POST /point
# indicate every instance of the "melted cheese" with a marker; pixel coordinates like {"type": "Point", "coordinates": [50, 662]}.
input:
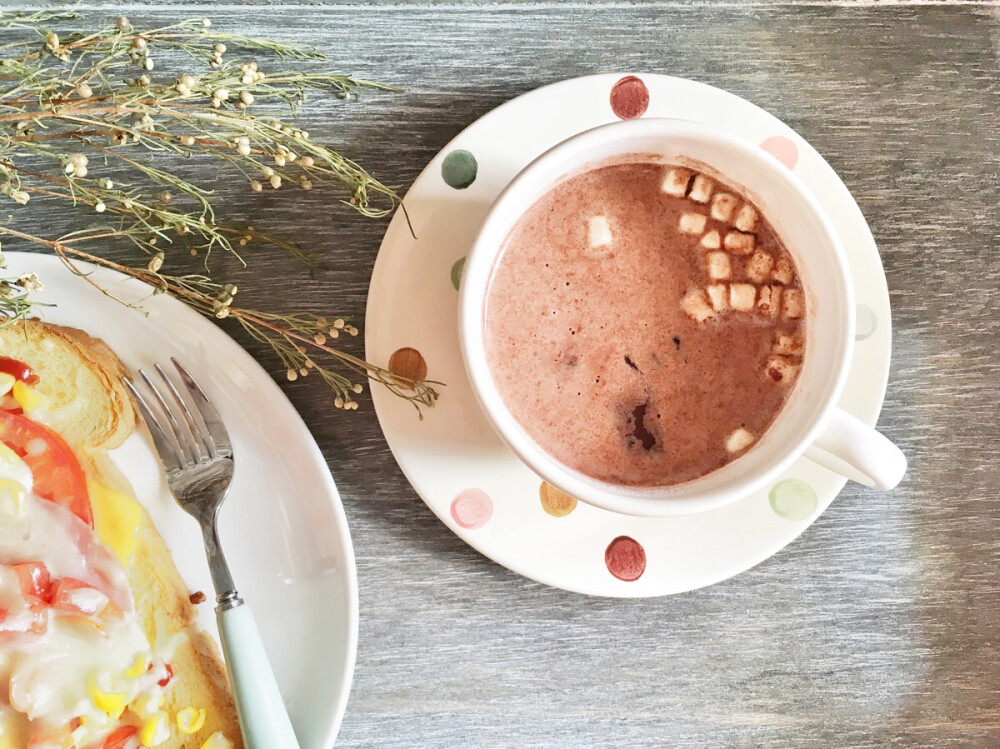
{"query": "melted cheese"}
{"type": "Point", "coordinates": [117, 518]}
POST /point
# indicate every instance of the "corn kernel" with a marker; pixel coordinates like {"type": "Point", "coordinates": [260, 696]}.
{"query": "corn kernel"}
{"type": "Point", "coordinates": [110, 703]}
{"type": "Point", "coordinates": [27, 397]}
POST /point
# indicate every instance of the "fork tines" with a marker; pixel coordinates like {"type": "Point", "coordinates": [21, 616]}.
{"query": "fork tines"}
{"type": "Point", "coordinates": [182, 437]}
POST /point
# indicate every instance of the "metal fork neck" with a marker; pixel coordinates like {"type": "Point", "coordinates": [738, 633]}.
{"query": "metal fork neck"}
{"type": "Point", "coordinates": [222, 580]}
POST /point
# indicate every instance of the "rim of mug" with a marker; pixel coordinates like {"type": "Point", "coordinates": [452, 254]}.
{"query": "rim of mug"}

**TASK BRIEF**
Through to the final line, copy the material above exactly and skip the images.

**REPLY**
POST /point
# indicate every instance of the "melted cheese" with a marker; pixel coordinates like {"type": "Point", "coordinates": [50, 662]}.
input:
{"query": "melted cheese"}
{"type": "Point", "coordinates": [117, 518]}
POST /point
# indicate every instance of the "corn kernel" with a marker; pixel coordinates like {"type": "Point", "coordinates": [260, 696]}.
{"query": "corn kernel"}
{"type": "Point", "coordinates": [110, 703]}
{"type": "Point", "coordinates": [27, 397]}
POST /point
# indicate every instance of the "fork tines" with a marker; pixel coordinates like {"type": "Point", "coordinates": [21, 616]}.
{"query": "fork tines"}
{"type": "Point", "coordinates": [182, 437]}
POST /point
# indicate every instance of the "metal fork neck" with a marker; pixel coordinates like {"type": "Point", "coordinates": [738, 633]}.
{"query": "metal fork neck"}
{"type": "Point", "coordinates": [222, 580]}
POST /point
# indicate every instance of the "rim of mug" with a marker; pixel coordinates like {"type": "Point", "coordinates": [452, 254]}.
{"query": "rim of mug"}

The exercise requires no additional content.